__Problem statement__:
Below are records to repeat exactly; copy them without the pictures.

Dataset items
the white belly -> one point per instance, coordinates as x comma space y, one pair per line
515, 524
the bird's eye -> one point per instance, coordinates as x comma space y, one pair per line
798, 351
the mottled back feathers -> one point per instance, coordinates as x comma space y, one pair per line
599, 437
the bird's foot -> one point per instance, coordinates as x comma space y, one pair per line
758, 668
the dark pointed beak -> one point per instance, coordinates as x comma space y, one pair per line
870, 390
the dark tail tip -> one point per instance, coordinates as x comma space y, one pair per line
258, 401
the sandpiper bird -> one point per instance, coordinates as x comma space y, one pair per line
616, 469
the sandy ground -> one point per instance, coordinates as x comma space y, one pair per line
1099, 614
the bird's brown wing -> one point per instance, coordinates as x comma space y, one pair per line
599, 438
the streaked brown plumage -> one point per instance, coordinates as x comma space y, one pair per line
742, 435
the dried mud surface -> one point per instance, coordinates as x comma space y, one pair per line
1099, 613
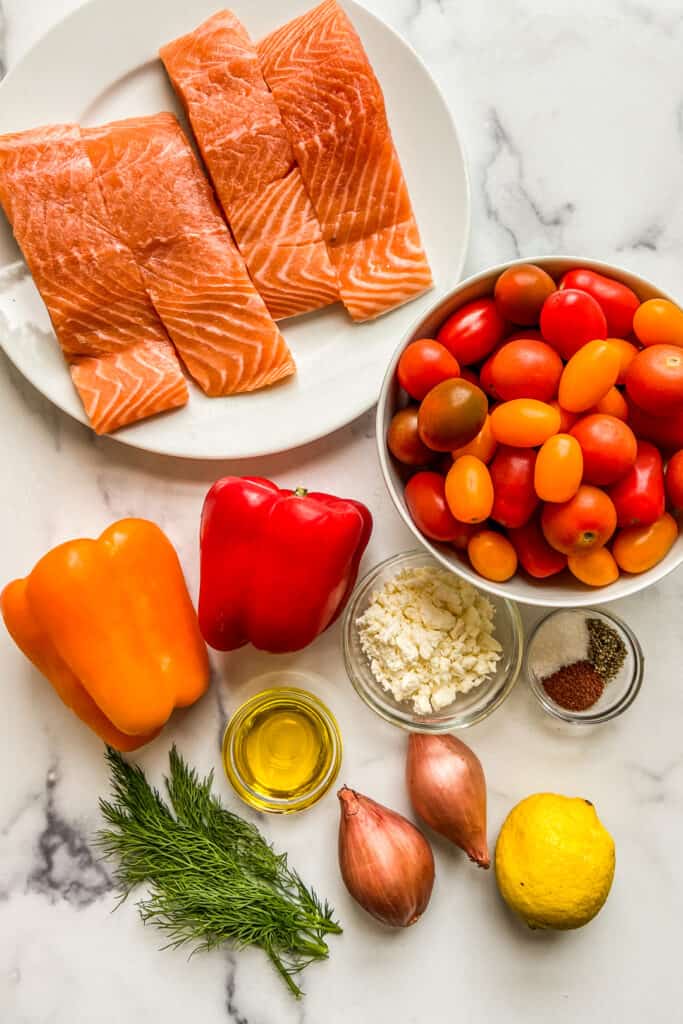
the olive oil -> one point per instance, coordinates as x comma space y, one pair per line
282, 750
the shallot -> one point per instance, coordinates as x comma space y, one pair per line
447, 790
386, 863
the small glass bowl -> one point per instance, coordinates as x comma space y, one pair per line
619, 693
314, 788
467, 709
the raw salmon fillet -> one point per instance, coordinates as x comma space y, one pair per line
333, 108
121, 359
163, 208
246, 147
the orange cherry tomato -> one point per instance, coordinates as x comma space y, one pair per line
469, 491
589, 375
658, 322
586, 521
525, 369
613, 403
559, 468
597, 567
567, 419
483, 445
423, 365
493, 556
627, 352
520, 292
639, 548
524, 422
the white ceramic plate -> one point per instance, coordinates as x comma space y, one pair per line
99, 65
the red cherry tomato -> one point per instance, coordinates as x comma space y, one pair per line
639, 497
423, 365
535, 554
608, 445
667, 431
425, 497
569, 318
472, 332
675, 480
525, 369
617, 302
654, 379
515, 499
403, 440
520, 292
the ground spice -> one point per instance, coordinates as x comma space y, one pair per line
574, 687
606, 650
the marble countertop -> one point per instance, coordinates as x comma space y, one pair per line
572, 120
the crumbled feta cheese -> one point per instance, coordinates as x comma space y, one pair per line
428, 636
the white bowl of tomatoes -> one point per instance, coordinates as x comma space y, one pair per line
530, 431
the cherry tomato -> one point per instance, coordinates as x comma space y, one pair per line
403, 440
658, 322
612, 403
567, 419
628, 352
589, 375
639, 548
520, 292
452, 415
524, 422
596, 567
485, 376
483, 445
569, 318
617, 302
639, 496
423, 365
425, 497
465, 531
608, 445
525, 369
586, 521
667, 431
469, 491
492, 556
512, 474
535, 554
654, 380
559, 468
675, 480
472, 332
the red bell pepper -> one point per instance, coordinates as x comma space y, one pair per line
278, 566
535, 554
639, 497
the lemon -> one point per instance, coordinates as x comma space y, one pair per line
554, 861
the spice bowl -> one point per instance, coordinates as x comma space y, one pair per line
467, 709
619, 692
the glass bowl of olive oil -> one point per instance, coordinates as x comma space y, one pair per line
282, 750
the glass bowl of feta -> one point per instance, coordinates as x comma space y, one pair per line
426, 649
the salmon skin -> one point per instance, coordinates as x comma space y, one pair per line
245, 145
163, 208
333, 108
121, 359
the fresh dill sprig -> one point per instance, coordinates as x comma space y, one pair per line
211, 876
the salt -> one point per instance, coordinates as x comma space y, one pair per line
561, 639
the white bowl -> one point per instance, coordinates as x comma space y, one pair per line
560, 591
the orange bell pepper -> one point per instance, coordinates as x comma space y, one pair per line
111, 624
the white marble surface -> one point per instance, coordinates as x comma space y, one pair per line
572, 119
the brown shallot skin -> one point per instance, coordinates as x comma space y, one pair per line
386, 863
447, 790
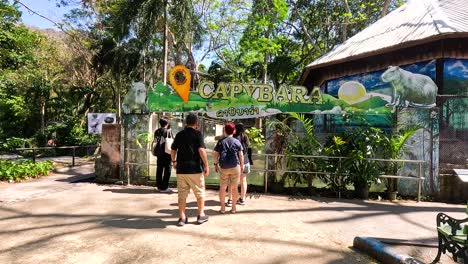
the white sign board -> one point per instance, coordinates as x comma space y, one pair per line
95, 121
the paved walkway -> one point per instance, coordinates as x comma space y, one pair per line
52, 220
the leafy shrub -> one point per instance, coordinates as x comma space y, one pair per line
11, 143
22, 169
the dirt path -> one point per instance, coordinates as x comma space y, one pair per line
55, 221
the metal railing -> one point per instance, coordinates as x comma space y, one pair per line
36, 150
265, 170
418, 178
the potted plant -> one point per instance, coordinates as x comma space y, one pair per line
279, 133
393, 148
305, 144
362, 145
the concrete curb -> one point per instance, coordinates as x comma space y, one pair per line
381, 252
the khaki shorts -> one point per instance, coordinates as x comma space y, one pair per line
230, 175
185, 182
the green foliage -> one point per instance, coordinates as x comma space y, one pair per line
22, 169
11, 143
143, 139
393, 148
256, 138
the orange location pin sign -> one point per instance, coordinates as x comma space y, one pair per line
180, 77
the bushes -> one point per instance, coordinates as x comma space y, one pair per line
22, 169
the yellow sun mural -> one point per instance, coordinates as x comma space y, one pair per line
351, 92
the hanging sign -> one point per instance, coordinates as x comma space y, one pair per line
250, 100
180, 78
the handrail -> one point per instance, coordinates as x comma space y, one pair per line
419, 163
73, 148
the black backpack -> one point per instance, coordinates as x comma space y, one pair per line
159, 142
228, 154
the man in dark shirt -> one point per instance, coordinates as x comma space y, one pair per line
163, 171
229, 161
191, 167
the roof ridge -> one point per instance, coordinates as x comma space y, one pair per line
441, 22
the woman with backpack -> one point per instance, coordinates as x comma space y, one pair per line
229, 161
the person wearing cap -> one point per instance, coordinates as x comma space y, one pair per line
163, 163
191, 163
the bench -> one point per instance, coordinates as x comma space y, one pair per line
453, 237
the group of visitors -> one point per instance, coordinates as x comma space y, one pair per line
232, 159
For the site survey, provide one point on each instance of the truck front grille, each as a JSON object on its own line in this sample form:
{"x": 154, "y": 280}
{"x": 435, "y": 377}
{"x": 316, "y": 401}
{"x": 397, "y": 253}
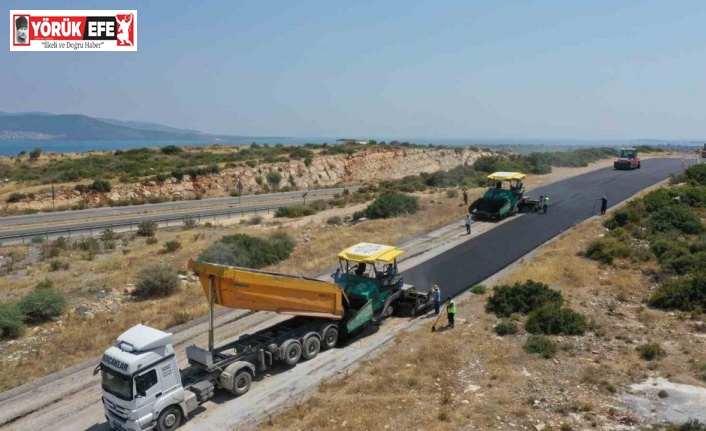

__Completed exercise__:
the white belly -> one point per instance, coordinates as x comma space y, one pair per line
515, 524
the bird's eye -> one point per instance, coordinates as x comma space y, one pair per line
798, 351
the mottled back feathers -> one point per instance, coordinates as x comma space y, one pair per line
599, 437
the bird's foot -> one point per instance, coordinates as x comma space y, one pair per line
758, 668
the dark pointed beak -> one point per instance, coordinates as x comma space y, one pair per line
870, 390
the dark tail tip -> one point per instance, coordinates as x comma space y, one pair per line
258, 401
the sandpiper bird -> one point per instance, coordinates as x comma space y, one pair per line
616, 469
the sandy ground -> one point per instance, coordinates as x comma space y, one pair per line
1099, 614
the bird's brown wing -> one point per instance, coordinates as x comma space y, one pair per line
599, 438
the streaked brown plumage -> one point per instance, coordinates as x comma space y, one pair per line
742, 435
the dried mud surface -> one point per instance, coordinates as x comma space y, one pair per line
1099, 613
the olive oil -> one point per instance, coordinates as x comma space y, one pair per line
282, 750
the shallot -> one point per instance, coordinates as x comma space y, one pair per line
447, 790
386, 863
the small glass bowl -> one point per instance, coordinates as x comma space y, one pair per line
619, 693
314, 788
467, 709
the raw salmon fillet -> one point per instance, coordinates as x comma space y, one pair per line
333, 108
121, 359
163, 208
246, 147
the orange cherry tomato -> one point per instance, coordinates as x comma space y, one pair per line
469, 491
589, 375
658, 322
586, 521
525, 369
613, 403
559, 468
597, 567
567, 419
483, 445
423, 365
493, 556
627, 352
520, 292
639, 548
524, 422
the white ceramic plate -> one point per instance, coordinates as x comma space y, one pair per line
99, 65
the red cherry tomato -> one point per instance, coordinates as x comma space y, one pair per line
639, 497
423, 365
535, 554
608, 445
667, 431
425, 497
569, 318
472, 332
675, 480
525, 369
617, 302
654, 379
515, 499
403, 440
520, 292
the ground spice -> one point per instance, coordinates as x comma space y, one pair per line
574, 687
606, 650
the marble countertop -> one point per instance, coordinates as x comma space y, one pair per line
572, 120
the crumbled feta cheese -> one point per instance, coordinates as x comma space y, one pair per line
428, 636
the white bowl of tomatoes -> one point per instance, coordinates as x comma space y, one pair per line
530, 431
the cherry tomato -> one point per instance, coordinates as x comma space y, one pair per line
403, 440
658, 322
612, 403
567, 419
628, 352
589, 375
639, 548
520, 292
452, 415
524, 422
596, 567
485, 376
483, 445
569, 318
617, 302
639, 496
423, 365
425, 497
465, 531
608, 445
525, 369
586, 521
667, 431
469, 491
492, 556
512, 474
535, 554
654, 380
559, 468
675, 480
472, 332
the red bell pepper -> one point per instance, coordinates as x comma space y, one pair per line
278, 566
535, 554
639, 497
the lemon -> one point per instance, coordinates as x comma space y, one pair per line
554, 861
the spice bowl -> one point per instance, coordinates as x comma space y, one pair per line
467, 709
619, 692
the glass bowl of olive oil -> one point per instance, coordinates as x comma space y, one pair per line
282, 750
the glass bowl of feta -> one point per instance, coordinates as x comma space y, one pair per line
426, 649
the salmon skin -> one point per instance, coordinates as x comma space y, one pair per line
245, 145
163, 208
333, 108
121, 359
the fresh dill sprig -> one point per instance, coordinates as x comma space y, one pair per line
211, 876
the salt -> one point per instance, coordinates as x comma space y, one pair per line
561, 639
the white bowl -> one point per instance, coordinates as x comma space y, one pair per line
560, 591
the orange bell pepper -> one point per instance, coordinates as x comma space y, one pair per line
111, 624
the white marble surface -> one point per instance, coordinates as x comma space y, one pair per line
572, 119
the brown shallot skin -> one point per instance, coordinates as x comma space y, one pair per line
386, 863
447, 790
the white sign board -> one point per instance, coordinates as x comma space y, one pair per line
95, 121
the paved walkway -> one point per instance, coordinates as x comma space y, one pair per line
52, 220
the leafy shrub -> one point per instance, coordinates as x comma space y, one pair per line
11, 143
22, 169
the dirt path -> one point per instance, coordinates as x comma space y, one pair per line
55, 221
the metal railing -> one point per instance, coordinates as x comma space y, one pair per line
36, 150
265, 170
418, 178
the potted plant -> one point per instance, coordinates as x comma space y, one pair per line
279, 133
393, 148
305, 144
362, 145
the concrete curb -> one point per instance, coordinates as x comma space y, one pair per line
381, 252
the khaki shorts -> one point per instance, coordinates as x comma space y, one pair per line
230, 175
185, 182
the green foliage -> one point per instance, coordinates as x comma space y, one pair per line
22, 169
11, 143
143, 139
393, 148
256, 138
the orange location pin sign -> one point per instance, coordinates as x comma space y, one pair per line
180, 77
the bushes -> one point per instance, coordinates as x comma space y, one pair per line
22, 169
the yellow sun mural -> one point per instance, coordinates as x comma space y, one pair per line
351, 92
the hanging sign -> one point per instance, coordinates as x comma space y, one pair per line
250, 100
180, 78
the handrail -> one point per instance, coordinates as x comma space y, one pair per line
419, 163
73, 148
the black backpack -> one point per instance, coordinates as x comma space y, one pair per line
159, 142
228, 154
the man in dark shirt -> one point per instance, coordinates as x comma space y, one pair per line
163, 171
229, 161
191, 167
the roof ridge -> one point per instance, coordinates as x comma space y, one pair per line
441, 22
the woman with backpack -> one point per instance, coordinates as x comma space y, one pair per line
229, 161
the person wearing cap -> one point per instance, coordinates as x comma space y, one pair per line
163, 163
191, 163
the bench -> one point per instance, coordinates as x comma space y, one pair per line
453, 237
the group of visitors -> one point per instance, coordinates as x comma space y, one pair per line
232, 159
For the site survey, provide one point on each instance of the truck front grille, each as a JSON object on its own line in this sample form:
{"x": 154, "y": 280}
{"x": 435, "y": 377}
{"x": 316, "y": 401}
{"x": 397, "y": 253}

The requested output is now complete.